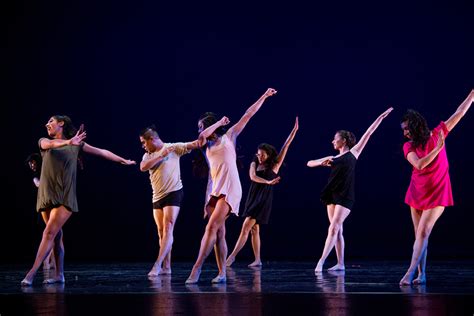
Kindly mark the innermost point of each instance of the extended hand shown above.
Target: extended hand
(224, 121)
(270, 92)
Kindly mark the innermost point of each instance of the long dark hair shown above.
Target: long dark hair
(200, 166)
(349, 137)
(69, 131)
(272, 155)
(418, 127)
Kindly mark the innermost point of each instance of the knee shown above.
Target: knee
(59, 236)
(169, 225)
(212, 228)
(423, 233)
(255, 230)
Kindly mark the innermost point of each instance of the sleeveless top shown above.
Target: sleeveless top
(223, 174)
(260, 197)
(340, 188)
(58, 178)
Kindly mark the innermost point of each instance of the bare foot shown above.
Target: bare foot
(166, 271)
(155, 271)
(56, 279)
(229, 261)
(256, 263)
(219, 279)
(319, 267)
(421, 279)
(337, 267)
(193, 277)
(407, 279)
(28, 280)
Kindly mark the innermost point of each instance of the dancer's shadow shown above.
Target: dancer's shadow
(331, 281)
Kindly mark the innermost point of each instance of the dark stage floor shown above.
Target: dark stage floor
(278, 288)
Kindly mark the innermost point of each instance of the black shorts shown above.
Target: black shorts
(172, 199)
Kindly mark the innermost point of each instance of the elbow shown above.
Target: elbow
(419, 166)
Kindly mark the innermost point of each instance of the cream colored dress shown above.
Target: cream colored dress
(223, 174)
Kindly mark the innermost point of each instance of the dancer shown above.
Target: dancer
(224, 190)
(264, 175)
(161, 160)
(57, 189)
(34, 163)
(429, 191)
(338, 195)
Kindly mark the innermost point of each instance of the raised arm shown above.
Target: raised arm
(462, 109)
(286, 145)
(106, 154)
(357, 149)
(421, 163)
(240, 125)
(321, 162)
(46, 143)
(255, 178)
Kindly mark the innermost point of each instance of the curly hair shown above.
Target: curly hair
(418, 127)
(349, 137)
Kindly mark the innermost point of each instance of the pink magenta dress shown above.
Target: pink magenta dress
(431, 186)
(223, 174)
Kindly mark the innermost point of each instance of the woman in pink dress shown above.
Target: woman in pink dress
(429, 191)
(224, 190)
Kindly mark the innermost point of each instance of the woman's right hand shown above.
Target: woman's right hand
(440, 143)
(270, 92)
(79, 137)
(274, 181)
(224, 121)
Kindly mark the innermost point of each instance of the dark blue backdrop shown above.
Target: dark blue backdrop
(118, 66)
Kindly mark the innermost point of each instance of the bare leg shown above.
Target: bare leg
(165, 220)
(49, 263)
(244, 234)
(220, 248)
(57, 218)
(340, 243)
(340, 214)
(421, 279)
(427, 221)
(216, 221)
(58, 251)
(256, 246)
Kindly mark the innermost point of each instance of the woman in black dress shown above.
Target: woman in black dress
(264, 174)
(338, 195)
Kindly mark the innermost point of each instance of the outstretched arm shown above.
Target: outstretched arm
(284, 149)
(255, 178)
(321, 162)
(462, 109)
(46, 143)
(357, 149)
(421, 163)
(106, 154)
(240, 125)
(202, 140)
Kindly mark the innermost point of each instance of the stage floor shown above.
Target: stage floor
(278, 288)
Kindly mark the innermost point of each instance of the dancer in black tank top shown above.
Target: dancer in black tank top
(338, 194)
(264, 174)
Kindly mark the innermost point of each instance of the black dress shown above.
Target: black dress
(260, 197)
(340, 187)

• **INSTRUCTIONS TO FOLLOW**:
Beginning with the line that contains "Kindly mark the innermost point of each instance of the woman's", repeat every line through the end of the records and nothing more.

• **REPLY TO THE TASK**:
Kindly mark the innermost point of each instance of the woman's right hand shown above.
Target: woman's right hand
(440, 143)
(270, 92)
(79, 137)
(274, 181)
(224, 121)
Kindly mark the innermost point of each instance of the dark blue backdrop shown above.
Target: dark blue backdrop
(118, 66)
Kindly mark the innermost point of each instance of the bare leg shown above.
Target: bare leg
(165, 220)
(49, 263)
(244, 234)
(220, 248)
(57, 218)
(340, 243)
(340, 214)
(421, 279)
(427, 221)
(216, 221)
(58, 251)
(256, 246)
Kindly mark the innermost point of each instance of the woman in black dress shown above.
Target: woman in black dress
(264, 174)
(338, 195)
Kindly mark the innermost point of each instance of the outstretched arm shown above.
Target: outstretched arm
(284, 149)
(255, 178)
(321, 162)
(462, 109)
(46, 143)
(357, 149)
(421, 163)
(106, 154)
(240, 125)
(202, 140)
Kindly mark the innermost point of each instance of the stage floor shown above.
Target: stage floor
(278, 288)
Kindly mark the innermost point of each instance of the dancer in black tank top shown above.
Target: dancer in black tank top
(338, 194)
(264, 174)
Kindly mark the innermost point of each instance of the black dress shown above.
Target: black dress
(260, 197)
(340, 187)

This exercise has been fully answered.